● **ACTIVITY**:
Report all lines below with the word "concrete".

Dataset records
□ □ □ □ □

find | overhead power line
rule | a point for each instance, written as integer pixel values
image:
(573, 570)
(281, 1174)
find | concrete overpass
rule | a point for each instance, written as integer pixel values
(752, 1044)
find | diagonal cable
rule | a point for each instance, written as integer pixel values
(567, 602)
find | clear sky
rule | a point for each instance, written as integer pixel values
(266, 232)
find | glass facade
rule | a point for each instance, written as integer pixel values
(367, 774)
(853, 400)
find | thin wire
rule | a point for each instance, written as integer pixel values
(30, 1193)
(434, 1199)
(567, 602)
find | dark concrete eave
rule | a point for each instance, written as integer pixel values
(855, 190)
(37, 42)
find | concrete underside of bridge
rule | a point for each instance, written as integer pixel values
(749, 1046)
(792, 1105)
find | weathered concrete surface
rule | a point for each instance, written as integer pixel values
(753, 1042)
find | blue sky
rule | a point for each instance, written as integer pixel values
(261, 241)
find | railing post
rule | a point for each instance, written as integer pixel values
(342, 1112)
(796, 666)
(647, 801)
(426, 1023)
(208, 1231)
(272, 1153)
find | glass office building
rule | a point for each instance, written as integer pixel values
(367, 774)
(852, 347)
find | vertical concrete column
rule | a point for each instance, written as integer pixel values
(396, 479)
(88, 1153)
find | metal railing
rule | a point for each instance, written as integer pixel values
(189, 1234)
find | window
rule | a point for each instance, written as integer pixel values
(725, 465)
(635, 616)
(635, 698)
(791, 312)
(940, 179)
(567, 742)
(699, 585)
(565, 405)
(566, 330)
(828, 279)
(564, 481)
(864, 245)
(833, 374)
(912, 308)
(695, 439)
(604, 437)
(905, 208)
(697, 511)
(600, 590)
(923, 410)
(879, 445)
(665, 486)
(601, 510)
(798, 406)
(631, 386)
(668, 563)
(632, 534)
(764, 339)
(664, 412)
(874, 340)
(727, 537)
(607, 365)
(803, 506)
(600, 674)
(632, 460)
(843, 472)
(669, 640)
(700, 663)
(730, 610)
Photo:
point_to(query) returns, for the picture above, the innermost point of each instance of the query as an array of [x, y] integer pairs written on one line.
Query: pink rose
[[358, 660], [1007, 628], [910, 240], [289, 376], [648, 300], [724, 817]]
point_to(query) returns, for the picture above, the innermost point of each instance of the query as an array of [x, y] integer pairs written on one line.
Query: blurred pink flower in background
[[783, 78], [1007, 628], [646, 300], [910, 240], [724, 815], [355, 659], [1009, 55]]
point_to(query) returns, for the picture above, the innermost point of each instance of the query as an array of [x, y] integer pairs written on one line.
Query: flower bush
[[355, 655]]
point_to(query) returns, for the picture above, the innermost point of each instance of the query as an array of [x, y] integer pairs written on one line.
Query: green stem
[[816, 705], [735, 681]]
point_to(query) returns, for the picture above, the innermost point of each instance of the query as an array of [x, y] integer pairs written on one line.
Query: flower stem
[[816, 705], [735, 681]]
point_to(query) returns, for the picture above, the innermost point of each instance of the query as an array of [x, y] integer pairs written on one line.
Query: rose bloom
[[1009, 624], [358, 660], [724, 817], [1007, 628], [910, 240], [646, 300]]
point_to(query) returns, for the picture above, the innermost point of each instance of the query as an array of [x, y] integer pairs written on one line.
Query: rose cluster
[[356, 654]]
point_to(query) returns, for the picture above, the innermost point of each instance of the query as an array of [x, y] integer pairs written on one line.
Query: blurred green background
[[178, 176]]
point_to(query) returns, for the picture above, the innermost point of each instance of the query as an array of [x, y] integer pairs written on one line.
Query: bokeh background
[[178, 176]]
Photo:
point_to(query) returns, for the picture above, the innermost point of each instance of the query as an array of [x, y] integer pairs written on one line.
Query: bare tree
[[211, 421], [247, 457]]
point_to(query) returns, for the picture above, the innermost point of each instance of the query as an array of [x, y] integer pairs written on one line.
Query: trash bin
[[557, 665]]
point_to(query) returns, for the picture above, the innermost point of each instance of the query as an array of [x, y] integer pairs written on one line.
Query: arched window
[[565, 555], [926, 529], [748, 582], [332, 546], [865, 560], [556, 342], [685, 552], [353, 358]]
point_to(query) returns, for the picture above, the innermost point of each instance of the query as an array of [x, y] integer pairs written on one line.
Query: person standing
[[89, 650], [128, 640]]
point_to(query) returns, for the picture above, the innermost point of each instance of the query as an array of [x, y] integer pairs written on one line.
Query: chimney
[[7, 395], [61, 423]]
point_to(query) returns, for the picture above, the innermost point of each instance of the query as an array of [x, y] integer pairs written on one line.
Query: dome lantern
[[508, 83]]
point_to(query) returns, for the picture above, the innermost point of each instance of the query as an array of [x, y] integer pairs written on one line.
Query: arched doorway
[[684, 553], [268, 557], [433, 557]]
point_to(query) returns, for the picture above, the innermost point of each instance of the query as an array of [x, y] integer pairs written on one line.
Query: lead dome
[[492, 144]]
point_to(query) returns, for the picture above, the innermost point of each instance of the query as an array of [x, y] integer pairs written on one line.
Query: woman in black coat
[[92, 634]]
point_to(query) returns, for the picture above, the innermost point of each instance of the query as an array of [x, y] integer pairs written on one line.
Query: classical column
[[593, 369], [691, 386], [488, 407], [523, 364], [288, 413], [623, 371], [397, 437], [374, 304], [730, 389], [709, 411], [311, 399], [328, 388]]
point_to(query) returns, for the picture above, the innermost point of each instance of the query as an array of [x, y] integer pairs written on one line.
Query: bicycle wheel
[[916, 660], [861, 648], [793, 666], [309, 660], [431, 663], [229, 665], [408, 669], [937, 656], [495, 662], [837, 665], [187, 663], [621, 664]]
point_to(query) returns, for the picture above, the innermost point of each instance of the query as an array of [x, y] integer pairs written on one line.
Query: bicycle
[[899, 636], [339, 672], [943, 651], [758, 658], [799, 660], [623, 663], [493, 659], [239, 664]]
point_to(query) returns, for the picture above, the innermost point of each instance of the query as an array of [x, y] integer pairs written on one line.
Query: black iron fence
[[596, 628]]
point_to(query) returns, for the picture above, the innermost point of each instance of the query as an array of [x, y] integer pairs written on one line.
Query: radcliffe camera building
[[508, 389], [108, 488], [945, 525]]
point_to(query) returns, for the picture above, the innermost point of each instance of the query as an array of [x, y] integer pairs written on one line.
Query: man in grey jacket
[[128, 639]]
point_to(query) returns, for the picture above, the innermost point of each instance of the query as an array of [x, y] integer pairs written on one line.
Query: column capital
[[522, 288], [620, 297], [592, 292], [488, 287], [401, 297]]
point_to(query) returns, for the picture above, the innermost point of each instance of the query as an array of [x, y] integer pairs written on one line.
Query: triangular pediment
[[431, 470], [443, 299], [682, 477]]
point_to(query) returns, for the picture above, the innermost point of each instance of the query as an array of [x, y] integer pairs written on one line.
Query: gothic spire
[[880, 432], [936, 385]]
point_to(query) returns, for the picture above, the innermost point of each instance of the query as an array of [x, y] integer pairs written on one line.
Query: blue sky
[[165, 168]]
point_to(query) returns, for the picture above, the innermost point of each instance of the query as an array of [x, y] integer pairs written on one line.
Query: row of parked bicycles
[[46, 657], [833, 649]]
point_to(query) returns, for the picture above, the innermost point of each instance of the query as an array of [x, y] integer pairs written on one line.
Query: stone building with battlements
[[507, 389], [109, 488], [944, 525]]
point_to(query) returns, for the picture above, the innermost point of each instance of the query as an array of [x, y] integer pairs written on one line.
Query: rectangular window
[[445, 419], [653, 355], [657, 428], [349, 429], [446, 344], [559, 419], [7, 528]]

□ □ □ □ □

● **COMPLETED EXERCISE**:
find | concrete overpass
find | dark concrete eave
find | concrete underside of bridge
find | weathered concrete surface
find | vertical concrete column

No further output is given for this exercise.